*** Extract provided ***

Bitcoin: Very early in Bitcoin’s history (2010), a bad actor exploited a flaw in Bitcoin’s software that allowed the creation of an excessive number of transactions. This was resolved within five hours, and a “hard fork” was performed (a blockchain correction) that invalidated the bogus transactions. This was the only significant flaw ever discovered and exploited in Bitcoin, and no funds were lost.
The DAO: This was an Ethereum-based venture capital funding project. In a rather complex scenario, investors placed Ethereum cryptocurrency into a decentralized venture capital fund, which was then used to fund projects. A hacker discovered a flaw in this complex venture capital fund software and managed to drain $70 million from the fund before trading was halted in both Ethereum and DAO. To recover the funds, an Ethereum “hard fork” was executed. This caused a split in the Ethereum community, which resulted in the existing blockchain being renamed to Ethereum Classic while the forked blockchain continued on as Ethereum.

*** End of Extract provided ***
*** Available data ***

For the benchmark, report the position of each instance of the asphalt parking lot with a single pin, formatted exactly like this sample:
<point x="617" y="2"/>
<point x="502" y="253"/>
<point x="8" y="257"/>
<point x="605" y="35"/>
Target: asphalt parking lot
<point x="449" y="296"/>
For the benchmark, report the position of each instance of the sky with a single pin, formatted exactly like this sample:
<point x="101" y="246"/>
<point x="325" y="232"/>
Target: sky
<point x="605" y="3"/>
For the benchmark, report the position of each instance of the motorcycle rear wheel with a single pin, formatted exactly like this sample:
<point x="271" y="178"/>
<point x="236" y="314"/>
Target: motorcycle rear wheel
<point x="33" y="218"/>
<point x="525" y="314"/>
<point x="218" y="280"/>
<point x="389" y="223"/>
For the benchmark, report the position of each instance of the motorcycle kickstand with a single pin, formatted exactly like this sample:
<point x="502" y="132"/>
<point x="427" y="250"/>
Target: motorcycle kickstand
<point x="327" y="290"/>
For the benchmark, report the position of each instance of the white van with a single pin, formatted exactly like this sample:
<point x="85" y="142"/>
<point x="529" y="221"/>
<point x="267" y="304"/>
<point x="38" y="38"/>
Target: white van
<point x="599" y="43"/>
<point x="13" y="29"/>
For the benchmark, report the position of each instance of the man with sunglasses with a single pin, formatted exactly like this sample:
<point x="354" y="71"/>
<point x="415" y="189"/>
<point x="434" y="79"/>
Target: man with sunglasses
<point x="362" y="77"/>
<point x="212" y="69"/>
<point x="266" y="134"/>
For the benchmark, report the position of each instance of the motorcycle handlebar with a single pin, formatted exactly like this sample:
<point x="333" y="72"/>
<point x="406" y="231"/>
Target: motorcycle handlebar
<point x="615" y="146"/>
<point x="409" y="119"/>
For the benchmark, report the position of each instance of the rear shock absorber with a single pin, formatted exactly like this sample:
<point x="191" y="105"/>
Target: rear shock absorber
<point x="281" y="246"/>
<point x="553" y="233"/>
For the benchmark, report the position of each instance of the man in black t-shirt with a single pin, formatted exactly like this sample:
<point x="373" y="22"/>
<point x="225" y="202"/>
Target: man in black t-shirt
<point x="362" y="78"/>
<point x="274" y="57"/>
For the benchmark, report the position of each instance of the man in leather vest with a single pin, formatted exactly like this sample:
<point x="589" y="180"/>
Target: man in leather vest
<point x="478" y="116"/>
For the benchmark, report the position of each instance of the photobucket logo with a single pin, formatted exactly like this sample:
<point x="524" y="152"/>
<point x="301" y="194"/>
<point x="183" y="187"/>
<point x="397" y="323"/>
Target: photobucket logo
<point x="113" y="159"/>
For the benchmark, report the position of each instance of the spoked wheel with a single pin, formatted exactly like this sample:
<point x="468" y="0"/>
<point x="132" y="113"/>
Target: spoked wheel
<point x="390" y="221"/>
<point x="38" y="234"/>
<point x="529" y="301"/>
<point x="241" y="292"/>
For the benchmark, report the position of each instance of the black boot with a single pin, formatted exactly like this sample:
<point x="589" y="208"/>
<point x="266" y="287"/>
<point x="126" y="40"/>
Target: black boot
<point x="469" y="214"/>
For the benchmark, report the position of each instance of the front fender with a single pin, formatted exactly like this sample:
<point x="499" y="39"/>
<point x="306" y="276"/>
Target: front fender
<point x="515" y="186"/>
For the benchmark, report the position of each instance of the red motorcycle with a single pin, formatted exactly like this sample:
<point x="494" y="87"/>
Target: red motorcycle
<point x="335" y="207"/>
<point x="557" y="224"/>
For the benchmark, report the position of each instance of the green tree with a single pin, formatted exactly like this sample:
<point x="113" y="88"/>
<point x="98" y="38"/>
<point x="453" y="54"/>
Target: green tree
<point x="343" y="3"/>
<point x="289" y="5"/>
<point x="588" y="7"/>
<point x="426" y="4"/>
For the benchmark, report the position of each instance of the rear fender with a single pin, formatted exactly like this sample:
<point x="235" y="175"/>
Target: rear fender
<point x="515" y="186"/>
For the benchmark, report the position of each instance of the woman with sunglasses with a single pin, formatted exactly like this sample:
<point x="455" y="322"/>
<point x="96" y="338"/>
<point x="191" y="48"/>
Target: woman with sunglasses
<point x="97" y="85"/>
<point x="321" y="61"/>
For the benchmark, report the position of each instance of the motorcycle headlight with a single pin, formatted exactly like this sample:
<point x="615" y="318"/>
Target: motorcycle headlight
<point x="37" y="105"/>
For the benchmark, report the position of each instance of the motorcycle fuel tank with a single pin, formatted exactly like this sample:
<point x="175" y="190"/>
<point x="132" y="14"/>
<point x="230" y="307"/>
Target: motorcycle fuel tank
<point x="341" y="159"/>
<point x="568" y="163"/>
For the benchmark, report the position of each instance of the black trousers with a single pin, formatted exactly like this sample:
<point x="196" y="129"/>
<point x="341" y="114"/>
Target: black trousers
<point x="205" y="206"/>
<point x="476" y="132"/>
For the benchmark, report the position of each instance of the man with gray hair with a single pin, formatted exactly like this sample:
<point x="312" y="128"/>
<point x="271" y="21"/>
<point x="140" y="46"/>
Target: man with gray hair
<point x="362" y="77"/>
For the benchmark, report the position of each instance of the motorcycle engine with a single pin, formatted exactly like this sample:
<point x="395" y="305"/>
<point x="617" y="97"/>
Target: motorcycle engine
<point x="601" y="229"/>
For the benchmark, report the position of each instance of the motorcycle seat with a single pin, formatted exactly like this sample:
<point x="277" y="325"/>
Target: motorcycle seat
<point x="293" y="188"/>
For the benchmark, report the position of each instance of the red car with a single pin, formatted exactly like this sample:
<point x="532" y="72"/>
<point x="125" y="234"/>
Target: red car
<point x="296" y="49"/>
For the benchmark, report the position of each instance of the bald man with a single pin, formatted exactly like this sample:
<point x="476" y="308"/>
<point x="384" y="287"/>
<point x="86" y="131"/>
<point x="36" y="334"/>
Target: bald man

*** End of Available data ***

Required actions:
(1) Rewrite the paragraph of the passage on cryptocurrency exploits that begins "The DAO: This was" as a bulleted list, keeping its main facts.
(2) Answer these questions using the passage on cryptocurrency exploits:
(a) In what year was the flaw in Bitcoin's software exploited?
(b) How long did it take to resolve the Bitcoin flaw?
(c) How much money did the hacker drain from The DAO's fund?
(3) Return the part of the passage on cryptocurrency exploits that runs between "The DAO: This" and "on as Ethereum.", inclusive, copied word for word.

Outputs in order:
(1)
- The DAO was an Ethereum-based venture capital funding project.
- Investors put Ethereum cryptocurrency into a decentralized venture capital fund, which then funded projects.
- A hacker found a flaw in the fund's software and drained $70 million before trading in both Ethereum and DAO was halted.
- An Ethereum "hard fork" was executed to recover the funds.
- The fork split the Ethereum community. The existing blockchain was renamed Ethereum Classic, and the forked blockchain continued as Ethereum.

(2)
(a) 2010
(b) Within five hours
(c) $70 million

(3)
The DAO: This was an Ethereum-based venture capital funding project. In a rather complex scenario, investors placed Ethereum cryptocurrency into a decentralized venture capital fund, which was then used to fund projects. A hacker discovered a flaw in this complex venture capital fund software and managed to drain $70 million from the fund before trading was halted in both Ethereum and DAO. To recover the funds, an Ethereum “hard fork” was executed. This caused a split in the Ethereum community, which resulted in the existing blockchain being renamed to Ethereum Classic while the forked blockchain continued on as Ethereum.